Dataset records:

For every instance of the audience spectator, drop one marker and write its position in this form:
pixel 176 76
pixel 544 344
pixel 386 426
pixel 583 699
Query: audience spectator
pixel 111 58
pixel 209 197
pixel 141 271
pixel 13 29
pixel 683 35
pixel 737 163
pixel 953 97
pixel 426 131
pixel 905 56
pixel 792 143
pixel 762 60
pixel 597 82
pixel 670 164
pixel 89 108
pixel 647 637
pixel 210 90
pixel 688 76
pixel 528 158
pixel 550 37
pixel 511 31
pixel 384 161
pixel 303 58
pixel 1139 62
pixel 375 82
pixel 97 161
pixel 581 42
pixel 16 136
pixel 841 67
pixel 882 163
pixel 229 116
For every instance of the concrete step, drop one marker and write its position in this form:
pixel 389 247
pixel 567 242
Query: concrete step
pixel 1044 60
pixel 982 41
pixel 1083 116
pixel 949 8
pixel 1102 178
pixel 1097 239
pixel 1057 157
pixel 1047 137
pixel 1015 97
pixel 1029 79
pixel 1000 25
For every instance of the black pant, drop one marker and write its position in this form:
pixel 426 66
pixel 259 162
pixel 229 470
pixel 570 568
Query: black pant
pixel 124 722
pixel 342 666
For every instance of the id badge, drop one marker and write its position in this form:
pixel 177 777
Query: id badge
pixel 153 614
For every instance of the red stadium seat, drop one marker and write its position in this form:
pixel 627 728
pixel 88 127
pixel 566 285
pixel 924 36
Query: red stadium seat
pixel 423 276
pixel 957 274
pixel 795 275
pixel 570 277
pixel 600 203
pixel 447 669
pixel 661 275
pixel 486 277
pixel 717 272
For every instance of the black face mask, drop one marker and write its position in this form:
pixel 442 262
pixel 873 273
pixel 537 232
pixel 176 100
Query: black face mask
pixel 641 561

Task instructions —
Every entry in the listing must be retyped exactly.

Exercise solution —
For every instance of the audience spectator, drop one marker and write its position in this form:
pixel 176 76
pixel 544 344
pixel 386 426
pixel 583 699
Query: audience spectator
pixel 111 58
pixel 209 197
pixel 141 271
pixel 13 29
pixel 683 35
pixel 737 163
pixel 953 97
pixel 426 131
pixel 905 56
pixel 792 143
pixel 762 60
pixel 597 82
pixel 670 164
pixel 89 108
pixel 647 637
pixel 210 90
pixel 688 76
pixel 528 158
pixel 550 37
pixel 511 31
pixel 384 161
pixel 303 58
pixel 1139 62
pixel 375 82
pixel 97 161
pixel 581 42
pixel 16 136
pixel 841 67
pixel 882 163
pixel 229 116
For every instance of the concrete step, drop one marker and write its position in this form:
pixel 389 247
pixel 567 242
Query: concrete step
pixel 1044 60
pixel 982 41
pixel 1083 116
pixel 949 8
pixel 1102 178
pixel 1097 239
pixel 1057 157
pixel 1047 137
pixel 1015 97
pixel 1029 79
pixel 1000 25
For every instance of the black pant, drop one marker and write its position in this form:
pixel 426 66
pixel 259 162
pixel 229 470
pixel 570 568
Query: black pant
pixel 124 722
pixel 342 666
For every instance of the id badge, drop one marker and write its position in this form:
pixel 177 777
Query: id badge
pixel 153 614
For every instance of the red stadium seat, drop one marker and write its position in this form:
pixel 627 728
pixel 88 127
pixel 566 285
pixel 924 36
Query: red stadium seat
pixel 423 276
pixel 957 274
pixel 795 275
pixel 570 277
pixel 600 203
pixel 447 669
pixel 661 275
pixel 486 277
pixel 717 272
For every instance of the black face mask, drop one marker and write its position in this form:
pixel 442 262
pixel 873 273
pixel 537 232
pixel 176 100
Query: black face mask
pixel 641 561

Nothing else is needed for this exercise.